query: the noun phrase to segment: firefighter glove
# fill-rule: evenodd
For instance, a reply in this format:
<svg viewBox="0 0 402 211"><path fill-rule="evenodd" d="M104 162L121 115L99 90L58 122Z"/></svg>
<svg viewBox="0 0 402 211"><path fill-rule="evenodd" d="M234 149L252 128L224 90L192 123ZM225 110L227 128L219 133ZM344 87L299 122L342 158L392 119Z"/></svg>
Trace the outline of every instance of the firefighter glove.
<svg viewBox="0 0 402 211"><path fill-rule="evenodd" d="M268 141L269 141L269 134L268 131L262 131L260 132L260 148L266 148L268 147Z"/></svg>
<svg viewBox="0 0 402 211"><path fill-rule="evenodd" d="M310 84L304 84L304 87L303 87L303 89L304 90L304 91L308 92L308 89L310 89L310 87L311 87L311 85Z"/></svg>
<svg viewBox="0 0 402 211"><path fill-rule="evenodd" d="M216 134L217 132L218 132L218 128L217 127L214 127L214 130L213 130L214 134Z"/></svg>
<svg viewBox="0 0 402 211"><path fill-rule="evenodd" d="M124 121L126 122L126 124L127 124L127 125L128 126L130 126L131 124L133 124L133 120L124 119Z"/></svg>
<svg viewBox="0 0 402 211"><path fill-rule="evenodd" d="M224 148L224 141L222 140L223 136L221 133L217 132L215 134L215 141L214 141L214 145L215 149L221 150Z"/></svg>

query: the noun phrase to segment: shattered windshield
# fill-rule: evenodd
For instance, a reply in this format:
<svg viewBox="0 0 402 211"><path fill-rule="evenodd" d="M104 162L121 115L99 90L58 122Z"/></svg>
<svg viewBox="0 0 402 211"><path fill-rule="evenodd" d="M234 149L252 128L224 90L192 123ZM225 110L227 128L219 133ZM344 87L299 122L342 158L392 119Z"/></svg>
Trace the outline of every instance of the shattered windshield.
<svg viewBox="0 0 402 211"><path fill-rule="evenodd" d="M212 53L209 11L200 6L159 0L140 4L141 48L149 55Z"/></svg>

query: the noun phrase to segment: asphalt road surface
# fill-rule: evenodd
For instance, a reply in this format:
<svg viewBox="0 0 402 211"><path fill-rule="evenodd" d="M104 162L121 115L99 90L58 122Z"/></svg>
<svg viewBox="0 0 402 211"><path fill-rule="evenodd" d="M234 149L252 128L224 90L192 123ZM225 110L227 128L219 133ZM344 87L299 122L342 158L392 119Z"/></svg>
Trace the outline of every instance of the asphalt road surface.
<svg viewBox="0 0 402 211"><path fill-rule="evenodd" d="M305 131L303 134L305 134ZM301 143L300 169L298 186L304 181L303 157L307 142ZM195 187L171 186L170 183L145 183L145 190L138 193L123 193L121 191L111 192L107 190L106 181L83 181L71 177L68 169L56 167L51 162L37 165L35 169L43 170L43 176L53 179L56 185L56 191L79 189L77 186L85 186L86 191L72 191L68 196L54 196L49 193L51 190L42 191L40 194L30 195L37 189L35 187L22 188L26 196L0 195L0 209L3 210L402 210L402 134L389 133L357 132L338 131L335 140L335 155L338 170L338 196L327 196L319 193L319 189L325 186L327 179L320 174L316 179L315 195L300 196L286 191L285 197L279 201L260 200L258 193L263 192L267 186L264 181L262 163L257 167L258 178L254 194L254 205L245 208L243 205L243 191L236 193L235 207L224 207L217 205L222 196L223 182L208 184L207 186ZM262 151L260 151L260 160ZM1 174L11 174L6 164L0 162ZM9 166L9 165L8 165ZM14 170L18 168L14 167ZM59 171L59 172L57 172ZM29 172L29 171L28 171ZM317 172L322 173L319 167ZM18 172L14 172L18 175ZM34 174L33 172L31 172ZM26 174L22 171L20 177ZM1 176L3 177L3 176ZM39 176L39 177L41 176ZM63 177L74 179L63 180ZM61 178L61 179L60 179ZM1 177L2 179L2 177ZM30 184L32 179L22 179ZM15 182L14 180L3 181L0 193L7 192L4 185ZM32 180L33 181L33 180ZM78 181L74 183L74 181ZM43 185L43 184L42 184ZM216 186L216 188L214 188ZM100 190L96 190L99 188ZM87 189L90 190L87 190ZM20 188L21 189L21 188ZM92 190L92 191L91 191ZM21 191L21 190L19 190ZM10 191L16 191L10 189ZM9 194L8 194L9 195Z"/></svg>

- _Task prompt_: State how many lines in the records above contain the string "glove", with case counting. Reply with the number alone.

- _Exercise answer_: 2